** DATASET RECORDS follows **

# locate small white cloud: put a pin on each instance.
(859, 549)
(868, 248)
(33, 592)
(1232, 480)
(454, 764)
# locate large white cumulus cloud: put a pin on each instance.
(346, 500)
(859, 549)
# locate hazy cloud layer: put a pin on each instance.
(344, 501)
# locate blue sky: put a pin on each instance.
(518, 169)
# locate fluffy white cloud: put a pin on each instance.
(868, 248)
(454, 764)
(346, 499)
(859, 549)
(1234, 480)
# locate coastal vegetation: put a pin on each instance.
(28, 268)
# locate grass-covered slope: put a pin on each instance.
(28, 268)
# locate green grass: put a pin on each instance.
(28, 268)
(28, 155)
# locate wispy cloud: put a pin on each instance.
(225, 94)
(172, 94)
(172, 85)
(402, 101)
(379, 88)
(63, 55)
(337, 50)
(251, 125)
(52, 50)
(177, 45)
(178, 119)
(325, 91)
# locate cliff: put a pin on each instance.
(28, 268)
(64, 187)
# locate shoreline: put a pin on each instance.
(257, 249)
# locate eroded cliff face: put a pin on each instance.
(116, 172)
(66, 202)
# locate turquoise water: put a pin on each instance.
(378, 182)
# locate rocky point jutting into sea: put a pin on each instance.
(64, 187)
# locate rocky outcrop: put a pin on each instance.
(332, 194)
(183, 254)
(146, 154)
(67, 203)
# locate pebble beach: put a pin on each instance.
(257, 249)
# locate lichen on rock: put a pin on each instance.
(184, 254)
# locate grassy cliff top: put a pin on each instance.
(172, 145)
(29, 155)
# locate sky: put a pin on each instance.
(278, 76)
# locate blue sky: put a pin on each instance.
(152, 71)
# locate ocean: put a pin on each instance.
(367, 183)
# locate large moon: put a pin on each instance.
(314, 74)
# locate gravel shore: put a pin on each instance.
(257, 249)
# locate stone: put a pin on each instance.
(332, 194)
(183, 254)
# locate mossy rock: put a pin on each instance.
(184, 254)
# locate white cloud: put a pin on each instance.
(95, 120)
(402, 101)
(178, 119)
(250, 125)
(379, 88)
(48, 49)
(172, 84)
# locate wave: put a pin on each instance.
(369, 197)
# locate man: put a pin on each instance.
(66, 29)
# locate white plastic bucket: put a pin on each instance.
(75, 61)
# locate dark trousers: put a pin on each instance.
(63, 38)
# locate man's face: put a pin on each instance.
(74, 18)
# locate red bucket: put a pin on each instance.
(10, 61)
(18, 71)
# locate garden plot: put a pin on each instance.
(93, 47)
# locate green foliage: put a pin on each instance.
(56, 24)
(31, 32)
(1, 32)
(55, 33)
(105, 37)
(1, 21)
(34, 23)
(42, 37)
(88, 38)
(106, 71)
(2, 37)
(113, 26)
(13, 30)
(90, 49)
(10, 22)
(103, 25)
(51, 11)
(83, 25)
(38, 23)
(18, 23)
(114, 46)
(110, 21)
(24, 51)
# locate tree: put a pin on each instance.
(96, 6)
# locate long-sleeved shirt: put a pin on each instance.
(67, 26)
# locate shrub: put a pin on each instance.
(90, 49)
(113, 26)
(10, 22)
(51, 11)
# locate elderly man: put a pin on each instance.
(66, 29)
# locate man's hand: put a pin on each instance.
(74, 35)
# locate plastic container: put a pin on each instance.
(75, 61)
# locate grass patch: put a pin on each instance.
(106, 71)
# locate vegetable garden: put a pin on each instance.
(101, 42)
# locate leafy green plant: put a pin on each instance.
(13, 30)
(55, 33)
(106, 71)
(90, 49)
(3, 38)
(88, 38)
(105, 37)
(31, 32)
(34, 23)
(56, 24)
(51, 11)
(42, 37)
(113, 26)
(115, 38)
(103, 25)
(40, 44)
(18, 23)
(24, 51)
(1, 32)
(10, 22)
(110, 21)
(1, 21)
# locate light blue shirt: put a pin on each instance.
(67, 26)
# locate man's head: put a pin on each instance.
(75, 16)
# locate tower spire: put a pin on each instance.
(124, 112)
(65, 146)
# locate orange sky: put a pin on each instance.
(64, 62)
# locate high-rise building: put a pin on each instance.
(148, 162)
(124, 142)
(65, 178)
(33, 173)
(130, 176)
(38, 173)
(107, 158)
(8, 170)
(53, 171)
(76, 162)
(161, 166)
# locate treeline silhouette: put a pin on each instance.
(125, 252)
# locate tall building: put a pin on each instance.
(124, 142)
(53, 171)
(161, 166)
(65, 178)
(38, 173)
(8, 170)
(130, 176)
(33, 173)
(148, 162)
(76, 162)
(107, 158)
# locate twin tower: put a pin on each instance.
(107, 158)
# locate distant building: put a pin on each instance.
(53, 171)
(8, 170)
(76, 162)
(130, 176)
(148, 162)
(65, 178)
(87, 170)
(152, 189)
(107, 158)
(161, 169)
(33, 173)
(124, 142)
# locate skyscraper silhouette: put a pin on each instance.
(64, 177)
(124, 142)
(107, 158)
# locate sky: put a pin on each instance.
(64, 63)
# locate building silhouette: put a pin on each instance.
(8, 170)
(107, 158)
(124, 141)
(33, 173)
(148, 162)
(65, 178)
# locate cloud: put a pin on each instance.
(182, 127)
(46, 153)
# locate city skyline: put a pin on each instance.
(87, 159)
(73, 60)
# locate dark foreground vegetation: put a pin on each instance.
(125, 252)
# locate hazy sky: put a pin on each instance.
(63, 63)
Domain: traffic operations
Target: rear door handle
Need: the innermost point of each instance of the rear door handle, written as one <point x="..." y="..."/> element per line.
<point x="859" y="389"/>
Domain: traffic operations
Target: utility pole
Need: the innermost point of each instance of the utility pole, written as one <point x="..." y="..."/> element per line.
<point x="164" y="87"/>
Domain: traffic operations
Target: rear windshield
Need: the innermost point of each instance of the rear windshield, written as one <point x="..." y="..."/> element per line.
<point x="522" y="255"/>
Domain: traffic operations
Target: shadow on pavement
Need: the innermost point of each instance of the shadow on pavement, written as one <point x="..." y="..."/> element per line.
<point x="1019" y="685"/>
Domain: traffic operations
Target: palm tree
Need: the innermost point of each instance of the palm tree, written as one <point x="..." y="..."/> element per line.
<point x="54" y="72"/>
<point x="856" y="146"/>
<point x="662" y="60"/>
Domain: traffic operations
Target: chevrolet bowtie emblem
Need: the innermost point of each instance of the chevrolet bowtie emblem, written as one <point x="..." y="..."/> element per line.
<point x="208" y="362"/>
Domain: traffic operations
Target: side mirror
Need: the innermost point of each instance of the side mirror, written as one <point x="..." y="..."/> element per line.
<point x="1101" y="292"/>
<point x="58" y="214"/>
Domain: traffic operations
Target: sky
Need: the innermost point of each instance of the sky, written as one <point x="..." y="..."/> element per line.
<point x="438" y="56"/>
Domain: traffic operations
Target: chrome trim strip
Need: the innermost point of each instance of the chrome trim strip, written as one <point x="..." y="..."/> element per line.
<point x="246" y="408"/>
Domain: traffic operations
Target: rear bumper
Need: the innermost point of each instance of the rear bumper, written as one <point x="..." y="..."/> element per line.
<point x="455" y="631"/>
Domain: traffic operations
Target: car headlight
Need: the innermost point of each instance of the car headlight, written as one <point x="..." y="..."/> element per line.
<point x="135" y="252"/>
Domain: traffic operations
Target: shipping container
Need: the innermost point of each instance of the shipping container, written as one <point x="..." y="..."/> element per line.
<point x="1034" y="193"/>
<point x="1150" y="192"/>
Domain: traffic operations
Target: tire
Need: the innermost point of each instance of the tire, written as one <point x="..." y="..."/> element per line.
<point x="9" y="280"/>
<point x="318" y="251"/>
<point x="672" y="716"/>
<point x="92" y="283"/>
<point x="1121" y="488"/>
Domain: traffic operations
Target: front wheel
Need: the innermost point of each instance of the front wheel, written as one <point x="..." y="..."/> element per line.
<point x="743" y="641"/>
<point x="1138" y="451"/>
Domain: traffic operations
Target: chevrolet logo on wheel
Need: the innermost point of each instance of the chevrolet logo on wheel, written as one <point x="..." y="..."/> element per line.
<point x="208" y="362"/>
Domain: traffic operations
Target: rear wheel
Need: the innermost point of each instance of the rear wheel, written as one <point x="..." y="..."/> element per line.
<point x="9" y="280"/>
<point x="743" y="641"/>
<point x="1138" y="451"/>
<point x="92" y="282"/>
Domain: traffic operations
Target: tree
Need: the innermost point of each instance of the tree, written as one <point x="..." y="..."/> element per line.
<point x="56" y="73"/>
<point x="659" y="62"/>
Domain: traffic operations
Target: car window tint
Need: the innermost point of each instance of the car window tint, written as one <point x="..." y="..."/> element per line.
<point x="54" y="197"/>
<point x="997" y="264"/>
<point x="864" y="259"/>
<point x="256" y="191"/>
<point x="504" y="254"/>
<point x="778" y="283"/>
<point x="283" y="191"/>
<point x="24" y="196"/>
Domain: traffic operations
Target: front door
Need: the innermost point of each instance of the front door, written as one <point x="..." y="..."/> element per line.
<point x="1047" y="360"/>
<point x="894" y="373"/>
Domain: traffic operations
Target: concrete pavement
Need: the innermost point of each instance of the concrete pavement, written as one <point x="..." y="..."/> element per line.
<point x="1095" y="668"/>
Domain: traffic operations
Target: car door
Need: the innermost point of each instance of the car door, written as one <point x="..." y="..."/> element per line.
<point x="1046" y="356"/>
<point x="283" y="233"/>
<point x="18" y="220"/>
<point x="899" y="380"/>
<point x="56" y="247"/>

** End of DATASET RECORDS **

- [TASK TO COMPLETE] Copy the lines above exactly, beginning at the line that has "Target: front door" and stopping after the line that has "Target: car door", and omit the rest.

- [ANSWER]
Target: front door
Need: the innermost point of each instance of the front door, written as one <point x="..." y="..."/> element per line.
<point x="1047" y="360"/>
<point x="894" y="373"/>
Domain: traffic operations
Target: concrete pavement
Need: the innermost point of each instance of the concrete pavement, written as one <point x="..." y="..."/> element per line.
<point x="1095" y="668"/>
Domain: traffic operations
Target: car door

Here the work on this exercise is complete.